**** Data shown ****
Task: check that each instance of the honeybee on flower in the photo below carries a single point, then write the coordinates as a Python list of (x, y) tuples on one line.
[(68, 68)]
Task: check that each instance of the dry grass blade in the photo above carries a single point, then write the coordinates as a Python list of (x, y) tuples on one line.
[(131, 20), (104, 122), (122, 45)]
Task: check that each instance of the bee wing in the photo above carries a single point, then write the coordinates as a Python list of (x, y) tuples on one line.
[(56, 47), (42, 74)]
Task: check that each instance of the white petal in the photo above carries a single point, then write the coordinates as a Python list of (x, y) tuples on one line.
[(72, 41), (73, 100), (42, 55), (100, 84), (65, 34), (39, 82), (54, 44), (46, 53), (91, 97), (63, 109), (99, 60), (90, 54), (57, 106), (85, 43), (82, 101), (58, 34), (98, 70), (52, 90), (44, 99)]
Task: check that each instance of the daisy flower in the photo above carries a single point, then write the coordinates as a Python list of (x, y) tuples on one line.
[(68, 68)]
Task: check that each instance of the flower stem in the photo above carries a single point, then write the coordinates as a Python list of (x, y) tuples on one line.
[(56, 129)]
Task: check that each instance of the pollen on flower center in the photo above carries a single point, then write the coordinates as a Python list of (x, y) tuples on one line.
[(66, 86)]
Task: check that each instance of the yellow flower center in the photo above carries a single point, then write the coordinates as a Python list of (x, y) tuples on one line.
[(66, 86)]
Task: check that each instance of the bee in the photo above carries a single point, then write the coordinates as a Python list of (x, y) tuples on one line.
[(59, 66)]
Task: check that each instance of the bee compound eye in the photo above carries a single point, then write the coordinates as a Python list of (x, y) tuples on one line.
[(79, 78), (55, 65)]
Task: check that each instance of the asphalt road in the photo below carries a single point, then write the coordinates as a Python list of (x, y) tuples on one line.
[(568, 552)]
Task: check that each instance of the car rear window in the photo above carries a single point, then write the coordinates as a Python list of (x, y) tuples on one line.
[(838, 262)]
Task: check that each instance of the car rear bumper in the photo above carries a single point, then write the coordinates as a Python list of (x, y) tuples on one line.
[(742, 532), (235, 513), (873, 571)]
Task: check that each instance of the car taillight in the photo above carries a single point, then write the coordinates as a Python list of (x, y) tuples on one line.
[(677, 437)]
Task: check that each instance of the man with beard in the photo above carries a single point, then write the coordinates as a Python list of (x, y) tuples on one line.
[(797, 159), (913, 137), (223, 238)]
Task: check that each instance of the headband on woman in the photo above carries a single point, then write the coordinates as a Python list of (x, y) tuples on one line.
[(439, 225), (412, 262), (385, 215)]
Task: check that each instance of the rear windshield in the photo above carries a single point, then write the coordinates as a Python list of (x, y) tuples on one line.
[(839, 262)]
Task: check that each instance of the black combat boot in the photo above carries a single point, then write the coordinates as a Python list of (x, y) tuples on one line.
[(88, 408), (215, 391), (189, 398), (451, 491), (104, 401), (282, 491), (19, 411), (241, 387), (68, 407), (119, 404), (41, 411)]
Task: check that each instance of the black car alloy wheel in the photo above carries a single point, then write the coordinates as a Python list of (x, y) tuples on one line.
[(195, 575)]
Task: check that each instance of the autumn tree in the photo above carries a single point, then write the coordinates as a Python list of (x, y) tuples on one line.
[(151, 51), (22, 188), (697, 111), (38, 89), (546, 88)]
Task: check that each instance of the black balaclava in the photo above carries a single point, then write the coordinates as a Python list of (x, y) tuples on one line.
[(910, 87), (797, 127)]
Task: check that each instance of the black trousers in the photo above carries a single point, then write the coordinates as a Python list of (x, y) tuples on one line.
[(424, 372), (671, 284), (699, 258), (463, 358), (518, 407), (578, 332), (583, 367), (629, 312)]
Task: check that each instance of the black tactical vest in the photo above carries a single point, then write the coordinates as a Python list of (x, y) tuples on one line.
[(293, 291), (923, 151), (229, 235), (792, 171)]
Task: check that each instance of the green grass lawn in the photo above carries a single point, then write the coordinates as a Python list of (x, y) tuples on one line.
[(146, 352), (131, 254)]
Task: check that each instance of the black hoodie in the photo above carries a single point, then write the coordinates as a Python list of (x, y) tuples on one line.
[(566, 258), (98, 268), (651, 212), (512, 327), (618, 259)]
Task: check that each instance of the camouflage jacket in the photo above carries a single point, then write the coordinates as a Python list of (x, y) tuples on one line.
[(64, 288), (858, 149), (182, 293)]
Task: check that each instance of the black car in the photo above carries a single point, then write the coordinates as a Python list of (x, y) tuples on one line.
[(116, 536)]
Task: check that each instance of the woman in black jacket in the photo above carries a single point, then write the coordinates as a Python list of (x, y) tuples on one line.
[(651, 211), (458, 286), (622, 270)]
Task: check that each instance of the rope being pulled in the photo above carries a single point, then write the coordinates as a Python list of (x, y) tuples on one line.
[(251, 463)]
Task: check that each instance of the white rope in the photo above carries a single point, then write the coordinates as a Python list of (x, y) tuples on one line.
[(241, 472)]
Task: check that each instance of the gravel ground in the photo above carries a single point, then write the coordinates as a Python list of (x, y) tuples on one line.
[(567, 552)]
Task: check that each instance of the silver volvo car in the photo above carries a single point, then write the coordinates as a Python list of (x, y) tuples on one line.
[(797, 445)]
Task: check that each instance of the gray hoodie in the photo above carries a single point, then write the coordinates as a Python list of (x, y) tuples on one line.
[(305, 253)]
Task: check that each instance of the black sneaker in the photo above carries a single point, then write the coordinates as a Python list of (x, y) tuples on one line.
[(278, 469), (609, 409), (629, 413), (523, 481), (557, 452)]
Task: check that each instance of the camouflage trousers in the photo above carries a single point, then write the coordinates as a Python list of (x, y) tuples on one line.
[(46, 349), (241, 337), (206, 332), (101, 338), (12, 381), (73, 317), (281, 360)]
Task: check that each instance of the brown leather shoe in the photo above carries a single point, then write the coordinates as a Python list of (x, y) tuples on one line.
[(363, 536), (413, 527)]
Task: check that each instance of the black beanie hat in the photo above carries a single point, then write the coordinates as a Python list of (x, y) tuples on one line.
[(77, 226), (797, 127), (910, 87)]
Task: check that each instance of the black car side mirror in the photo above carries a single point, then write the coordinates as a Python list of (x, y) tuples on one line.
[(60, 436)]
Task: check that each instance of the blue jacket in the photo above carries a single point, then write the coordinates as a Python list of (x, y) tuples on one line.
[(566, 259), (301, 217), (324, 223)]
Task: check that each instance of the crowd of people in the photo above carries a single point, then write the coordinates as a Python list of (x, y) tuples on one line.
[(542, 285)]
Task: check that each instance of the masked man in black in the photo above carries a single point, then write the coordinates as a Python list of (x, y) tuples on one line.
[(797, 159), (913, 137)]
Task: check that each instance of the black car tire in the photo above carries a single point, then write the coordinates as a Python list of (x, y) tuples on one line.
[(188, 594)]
****
Rewrite all the entries above, changing every "single point" to "single marker" and keeping everything else the same.

Task: check that each instance of the honeybee on flower in the photo below carries a single marker, then write the coordinates as a Python list of (x, y) tuples on one line.
[(68, 68)]
Task: check that each instance of the dry grass blade in the photo above carries a single marker, then write the coordinates as a Python list of (x, y) tuples on one line.
[(131, 20), (104, 122), (122, 45)]
Task: check that each instance of the bee wing in the photo above carries a single marker, then write the coordinates as a Python list of (x, y) tuples on one line.
[(56, 47), (42, 74)]
Task: check that each instance of the white petal in the photo above carries a single marker, then write the coordinates as a Python list of (x, y) tuples on one line.
[(72, 41), (73, 100), (42, 55), (100, 84), (65, 34), (39, 82), (54, 44), (46, 53), (91, 97), (63, 109), (99, 60), (90, 54), (57, 106), (85, 43), (82, 101), (58, 34), (98, 70), (52, 90), (44, 99)]
Task: check that each instance of the daisy flower in the photo above carries a single marker, then write the coordinates as a Python list of (x, y) tuples on one line.
[(68, 68)]
Task: check that each instance of the flower stem in the photo above carries a single marker, then write the coordinates as a Python list of (x, y) tuples on one line.
[(56, 129)]
Task: check that each instance of the pollen on flower center in the photo above carries a single marker, then write the coordinates as a Python list of (x, y) tuples on one line.
[(66, 86)]
Task: check that each instance of the yellow flower center in the photo above carries a single marker, then write the coordinates as a Python list of (x, y) tuples on one line.
[(66, 86)]
Task: check that each instance of the bee in the photo above carries a single marker, then write the coordinates as a Python list of (x, y) tuples on one line.
[(59, 66)]
Task: check that each instance of the bee compound eye in the photo above carries a single marker, then write the coordinates as a Python list of (x, y) tuples on one line.
[(79, 78), (55, 65)]
Task: check that each instance of the asphalt road in the photo below carries a single marker, then write the coordinates as a Python list of (x, y) tuples on one line.
[(568, 552)]
Task: check that each instance of the car rear window in the photo above carries a single marker, then write the coordinates as a Python list of (x, y) tuples on one line.
[(838, 262)]
Task: check that each instance of the car rear bumper in the photo above carries a single marker, then write the coordinates as a Python list of (x, y) tuples on one line.
[(742, 532), (235, 513), (873, 571)]
Task: check that each instance of the car taillight in the photo above carries a single marker, then write the coordinates as a Python list of (x, y) tuples on one line.
[(677, 437)]
Task: check that each instance of the man with beard in the photo above carries a single marker, then write the coordinates as a Python list of (x, y) tuples on one line.
[(797, 159), (913, 137), (223, 238)]
Task: check that each instance of the headband on woman in the photo above carries a single marker, then write the coordinates as a Python list of (x, y) tuples on one line.
[(439, 225), (412, 262), (385, 215)]
Task: check that each instance of the rear windshield in the photo above carries a single marker, then write the coordinates as a Python list of (x, y) tuples on one line.
[(839, 262)]
Task: check that each instance of the black combat boot in the photo above carries a single marker, then write the coordinates as a Python list of (x, y) tuples on one line.
[(88, 408), (215, 391), (189, 398), (451, 491), (104, 401), (282, 491), (19, 411), (241, 387), (68, 407), (119, 404), (41, 411)]
Task: check that each instance of the black car alloy wheel in the photo above carries a single marker, then write the coordinates as a Python list of (x, y) tuples on one line.
[(195, 575)]
Task: check that each instance of the autumn tree in the photo above carries a single marker, then write the coordinates as a Python list of (x, y) tuples on one line.
[(151, 51), (22, 188), (697, 111), (38, 89), (546, 88)]
Task: check that each instance of the black balaclava in the photo above carries a single marker, then write the coordinates as a Python list of (x, y) tuples on one line.
[(910, 87), (797, 127)]
Task: check that each instance of the black trousers in the photo above carries a single marker, then write the coordinates as a Python list of (x, y) tuples on one line.
[(424, 372), (671, 284), (699, 258), (463, 358), (518, 407), (578, 332), (583, 367), (629, 312)]
Task: check that each instance of the black tactical vest in the photo above carries a single marker, then write the coordinates as a Python list of (x, y) tuples on one line.
[(293, 291), (923, 151), (229, 235), (792, 171)]
Task: check that each instance of the green grass lawn in the photo above carries a single marker, then write the coordinates as a Python list of (x, y) tuples on one line.
[(146, 352), (131, 254)]
Task: check that each instance of the black hoodie in the photo above carries a single marker, then write the coordinates as a Python list of (x, y) tuples on one line.
[(566, 258), (98, 268), (651, 212), (512, 327), (618, 259)]
Task: check that each instance of the camouflage jacket in the photo above carries a single marker, then write the coordinates as a Python list of (x, y) tuples on one line.
[(64, 288), (858, 149), (182, 293)]
Task: check that each instance of the black car in the photo above carries a single marker, then write the coordinates as a Python list of (x, y) tuples on one line.
[(116, 536)]
Task: check that each instance of the woman in black jacket in the photo above carries a single marker, then write the coordinates as a Python list of (x, y) tuples on one line.
[(651, 211), (458, 286), (622, 270)]
Task: check that each instance of the rope being pulled in the photo above carries a single marker, then write the coordinates as a Python list of (x, y) tuples on one line.
[(251, 463)]
Task: check that each instance of the white rope in the photo above carries a single marker, then write the coordinates as a Python list of (x, y) tuples on one line.
[(241, 472)]
Task: check that each instance of the gravel ground in the photo above carries a single marker, then write the coordinates as a Python list of (x, y) tuples on one line.
[(567, 552)]
Task: check that each instance of the silver volvo car in the photo above carries a single marker, then write the coordinates as a Python list of (x, y) tuples on one line.
[(797, 445)]
Task: check that each instance of the gray hoodie in the photo above carries a single marker, then write the coordinates as a Python list of (x, y) tuples on one line.
[(305, 253)]
Task: check that each instance of the black sneaker in the photo above carries a single marker, then write the coordinates as a Python list of (x, y) tuples on one line.
[(278, 469), (609, 409), (629, 413), (523, 481), (557, 452)]
Task: check that each instance of the camouflage trousers in the photo above carries a single marker, then write the coordinates as a Python list of (x, y) tuples on one line.
[(46, 349), (241, 337), (206, 332), (101, 338), (12, 381), (73, 317), (281, 360)]
Task: check that each instance of the brown leather shoe in the photo above carries a single marker, then write the coordinates as a Python list of (x, y) tuples on one line.
[(363, 536), (413, 527)]
Task: check that each instance of the black beanie hat in the photo above carries a single marker, then write the coordinates as a Python list of (x, y) tuples on one line.
[(77, 226), (797, 127), (910, 87)]
Task: check that each instance of the black car side mirror in the photo above carries a single marker, then write the coordinates as a Python list of (x, y) tuples on one line.
[(60, 436)]
Task: check that each instance of the blue jacket in the photo above carries a single marker, then write the coordinates as a Python list of (x, y) tuples on one line.
[(566, 259), (301, 217), (324, 223)]
Task: check that each instance of the crowd of people in the photo above carries a single marker, then write the coordinates as a Python list of (x, y) tuples on one line.
[(542, 285)]
Task: check that each instance of the masked man in black in the photo above carries a single marker, then write the coordinates as a Python list of (x, y) tuples on one line.
[(797, 159), (913, 137)]
Task: check that each instance of the black car tire in the photo above carries a single marker, then write the coordinates as a Python list of (x, y) tuples on one line.
[(188, 594)]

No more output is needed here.